Use of Estimates: The preparation of financial statements in conformity with US GAAP requires the Plan Administrator to make estimates and assumptions that affect the reported amounts of assets, changes therein and the accompanying notes to the financial statements. Actual results could differ from those estimates.

Risks and Uncertainties: The Plan provides for various investment options. The underlying investment securities are exposed to various risks, such as interest rate, liquidity, credit and overall market volatility risk. Due to the general level of risk associated with certain investment securities and the level of uncertainty related to changes in the value of investment securities, it is at least reasonably possible that changes in the values of investment securities will occur in the near term and that such change could materially affect the amount reported in the Statement of Net Assets Available For Benefits and the individual participant account balances.

Payment of Benefits: Benefits are recorded when paid.

Investment Valuation and Income Recognition: The Plan's investments are stated at fair value. See Note 4, “Fair Value Measurements,” for a detailed discussion.

Investment contracts held by a defined-contribution plan are required to be reported at fair value. However, contract value is the relevant measurement attribute for that portion of the net assets available for benefits of a defined-contribution plan attributable to fully benefit-responsive investment contracts because contract value is the amount participants would receive if they were to initiate permitted transactions under the terms of the Plan. The Statement of Net Assets Available for Benefits presents the fair value of the investment contracts as well as the adjustment of the fully benefit-responsive investment contracts from fair value to contract value. The Statement of Changes in Net Assets Available for Benefits is prepared on a contract-value basis.

Purchases and sales of investments are recorded on a trade-date basis. Realized gains and losses on investments are calculated using average costs, and included in the net appreciation (depreciation) in the fair value of investments. Investment related expenses are also included in net appreciation (depreciation) of fair value of investments. Interest is recorded when earned. Dividends are recorded on the ex-dividend date.

Notes Receivable from Participants: Notes receivable from participants represent participant loans that are recorded at their unpaid principal balance plus any accrued but unpaid interest. Interest income on notes receivable from participants is recorded when earned. No allowance for credit losses has been recorded as of December 31, 2015 and 2014. If a participant ceases to make loan repayments for a 30-day period, the Plan Administrator deems the delinquent participant loan to be a distribution, and the participant loan balance is reduced and a benefit payment is recorded.

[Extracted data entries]
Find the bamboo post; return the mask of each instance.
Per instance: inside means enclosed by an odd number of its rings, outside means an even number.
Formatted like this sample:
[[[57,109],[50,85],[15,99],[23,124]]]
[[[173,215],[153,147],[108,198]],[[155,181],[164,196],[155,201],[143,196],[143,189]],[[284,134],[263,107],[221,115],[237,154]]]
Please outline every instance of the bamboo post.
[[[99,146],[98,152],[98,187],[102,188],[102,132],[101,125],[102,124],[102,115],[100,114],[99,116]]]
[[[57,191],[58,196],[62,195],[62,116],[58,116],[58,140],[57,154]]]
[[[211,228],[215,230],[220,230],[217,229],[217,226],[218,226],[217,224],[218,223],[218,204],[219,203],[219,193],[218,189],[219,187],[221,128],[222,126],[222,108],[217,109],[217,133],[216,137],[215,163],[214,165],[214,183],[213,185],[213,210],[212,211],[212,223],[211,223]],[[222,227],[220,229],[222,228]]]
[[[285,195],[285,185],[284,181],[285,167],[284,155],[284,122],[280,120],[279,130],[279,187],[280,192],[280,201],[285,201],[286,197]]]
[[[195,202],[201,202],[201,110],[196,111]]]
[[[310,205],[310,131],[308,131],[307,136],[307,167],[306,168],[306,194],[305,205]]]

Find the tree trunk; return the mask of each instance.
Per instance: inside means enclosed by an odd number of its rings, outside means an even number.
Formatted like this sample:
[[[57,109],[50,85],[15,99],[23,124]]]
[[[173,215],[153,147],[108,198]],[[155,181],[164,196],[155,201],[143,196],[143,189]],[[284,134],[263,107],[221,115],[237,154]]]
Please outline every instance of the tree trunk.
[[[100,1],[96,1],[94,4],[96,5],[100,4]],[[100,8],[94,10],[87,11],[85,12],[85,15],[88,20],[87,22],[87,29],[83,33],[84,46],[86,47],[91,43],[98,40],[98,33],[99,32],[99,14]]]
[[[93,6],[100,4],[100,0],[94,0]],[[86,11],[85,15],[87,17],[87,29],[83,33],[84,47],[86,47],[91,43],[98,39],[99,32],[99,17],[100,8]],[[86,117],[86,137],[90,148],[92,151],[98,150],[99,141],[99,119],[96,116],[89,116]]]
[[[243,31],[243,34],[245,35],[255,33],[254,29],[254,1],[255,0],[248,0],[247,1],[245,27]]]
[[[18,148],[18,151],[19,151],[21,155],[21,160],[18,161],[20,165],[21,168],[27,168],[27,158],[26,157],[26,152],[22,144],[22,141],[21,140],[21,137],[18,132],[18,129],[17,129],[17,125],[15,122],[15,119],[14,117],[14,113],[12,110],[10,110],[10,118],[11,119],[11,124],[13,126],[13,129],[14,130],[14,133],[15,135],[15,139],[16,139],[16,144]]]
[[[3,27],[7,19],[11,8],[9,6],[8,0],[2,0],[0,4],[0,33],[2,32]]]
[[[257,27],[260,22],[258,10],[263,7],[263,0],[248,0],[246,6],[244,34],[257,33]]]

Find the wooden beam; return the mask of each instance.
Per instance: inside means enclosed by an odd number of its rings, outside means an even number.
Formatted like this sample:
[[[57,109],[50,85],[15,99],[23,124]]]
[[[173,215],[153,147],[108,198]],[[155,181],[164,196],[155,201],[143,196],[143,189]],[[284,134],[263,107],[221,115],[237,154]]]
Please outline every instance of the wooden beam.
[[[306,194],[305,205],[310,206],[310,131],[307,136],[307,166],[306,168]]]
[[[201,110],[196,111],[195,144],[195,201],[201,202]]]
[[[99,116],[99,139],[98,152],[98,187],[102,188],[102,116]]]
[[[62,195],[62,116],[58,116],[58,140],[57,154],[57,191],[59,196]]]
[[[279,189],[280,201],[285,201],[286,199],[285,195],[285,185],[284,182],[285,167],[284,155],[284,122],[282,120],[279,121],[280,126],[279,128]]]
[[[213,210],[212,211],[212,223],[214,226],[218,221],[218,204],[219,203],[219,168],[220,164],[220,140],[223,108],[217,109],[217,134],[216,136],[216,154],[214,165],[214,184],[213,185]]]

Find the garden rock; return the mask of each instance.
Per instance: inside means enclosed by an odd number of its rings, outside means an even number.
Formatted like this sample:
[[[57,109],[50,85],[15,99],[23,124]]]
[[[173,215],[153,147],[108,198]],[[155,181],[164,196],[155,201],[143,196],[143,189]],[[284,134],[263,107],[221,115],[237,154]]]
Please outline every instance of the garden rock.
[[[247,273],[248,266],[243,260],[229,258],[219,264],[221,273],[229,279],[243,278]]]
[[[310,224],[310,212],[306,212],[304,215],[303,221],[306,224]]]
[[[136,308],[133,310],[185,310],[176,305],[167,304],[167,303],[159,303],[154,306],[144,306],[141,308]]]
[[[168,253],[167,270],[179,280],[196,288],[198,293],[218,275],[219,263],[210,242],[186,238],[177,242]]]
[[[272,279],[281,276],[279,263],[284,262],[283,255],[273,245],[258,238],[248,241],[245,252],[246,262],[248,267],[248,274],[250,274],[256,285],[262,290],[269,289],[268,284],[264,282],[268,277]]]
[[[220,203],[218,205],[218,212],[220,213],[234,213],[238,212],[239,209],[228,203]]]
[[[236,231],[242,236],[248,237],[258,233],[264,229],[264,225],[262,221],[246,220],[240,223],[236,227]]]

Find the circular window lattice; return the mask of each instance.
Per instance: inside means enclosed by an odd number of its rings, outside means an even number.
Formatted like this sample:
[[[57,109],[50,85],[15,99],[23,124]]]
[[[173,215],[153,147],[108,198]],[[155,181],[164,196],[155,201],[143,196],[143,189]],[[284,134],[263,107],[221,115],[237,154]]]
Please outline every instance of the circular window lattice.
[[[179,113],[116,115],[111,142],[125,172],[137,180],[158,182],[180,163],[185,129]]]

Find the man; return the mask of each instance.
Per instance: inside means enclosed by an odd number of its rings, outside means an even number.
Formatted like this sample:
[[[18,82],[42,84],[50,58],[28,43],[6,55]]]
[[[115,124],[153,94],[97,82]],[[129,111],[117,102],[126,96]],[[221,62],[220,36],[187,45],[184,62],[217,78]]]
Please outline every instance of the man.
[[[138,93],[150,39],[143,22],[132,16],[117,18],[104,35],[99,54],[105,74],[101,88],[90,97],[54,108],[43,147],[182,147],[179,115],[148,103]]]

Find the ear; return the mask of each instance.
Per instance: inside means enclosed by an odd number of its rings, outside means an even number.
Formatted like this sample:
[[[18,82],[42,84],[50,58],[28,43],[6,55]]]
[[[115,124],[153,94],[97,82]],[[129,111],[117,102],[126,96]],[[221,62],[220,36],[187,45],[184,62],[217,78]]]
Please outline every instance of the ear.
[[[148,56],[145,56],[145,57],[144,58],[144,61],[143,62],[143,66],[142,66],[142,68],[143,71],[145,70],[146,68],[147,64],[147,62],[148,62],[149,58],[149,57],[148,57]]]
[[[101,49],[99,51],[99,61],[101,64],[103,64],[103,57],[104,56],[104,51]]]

# Parts of the exercise
A - Retype the stretch of the accounting policies text from "Payment of Benefits: Benefits" through "a detailed discussion.".
B - Convert the stretch of the listing from the line containing "Find the circular" through the end of the listing into a JSON list of strings, one string per line, with blank lines left out.

# Answers by task
A -
Payment of Benefits: Benefits are recorded when paid.

Investment Valuation and Income Recognition: The Plan's investments are stated at fair value. See Note 4, “Fair Value Measurements,” for a detailed discussion.

B -
[
  "Find the circular window lattice; return the mask of each instance.",
  "Per instance: inside means enclosed by an odd number of its rings, outside means an even number.",
  "Formatted like this sample:",
  "[[[57,109],[50,85],[15,99],[23,124]]]",
  "[[[173,215],[153,147],[108,198]],[[155,181],[164,196],[155,201],[143,196],[143,189]],[[284,134],[263,107],[221,115],[237,154]]]",
  "Please outline every instance of the circular window lattice.",
  "[[[179,113],[116,115],[111,142],[125,172],[137,180],[158,182],[180,163],[185,129]]]",
  "Find the man; return the mask of each instance.",
  "Per instance: inside means enclosed by an odd number of its rings, outside means an even number.",
  "Formatted like this sample:",
  "[[[18,82],[42,84],[50,58],[28,43],[6,55]]]",
  "[[[115,124],[153,94],[97,82]],[[129,111],[117,102],[126,96]],[[221,62],[220,36],[187,45],[184,62],[217,78]]]",
  "Please outline every instance of the man.",
  "[[[138,93],[150,39],[143,22],[132,16],[117,18],[104,35],[99,54],[105,74],[101,88],[90,97],[54,108],[43,147],[182,147],[179,115],[148,103]]]",
  "Find the ear; return the mask of each instance.",
  "Per instance: inside means enclosed by an odd number of its rings, outside means an even number.",
  "Formatted like this sample:",
  "[[[18,82],[42,84],[50,58],[28,43],[6,55]]]",
  "[[[115,124],[153,94],[97,82]],[[129,111],[117,102],[126,96]],[[221,62],[220,36],[187,45],[184,62],[217,78]]]",
  "Please outline every instance of the ear.",
  "[[[148,56],[145,56],[145,57],[144,58],[144,61],[143,62],[143,66],[142,66],[142,68],[143,71],[145,70],[146,68],[147,64],[147,62],[148,62],[149,58],[149,57],[148,57]]]",
  "[[[101,49],[99,51],[99,61],[101,64],[103,64],[103,57],[104,56],[104,51]]]"
]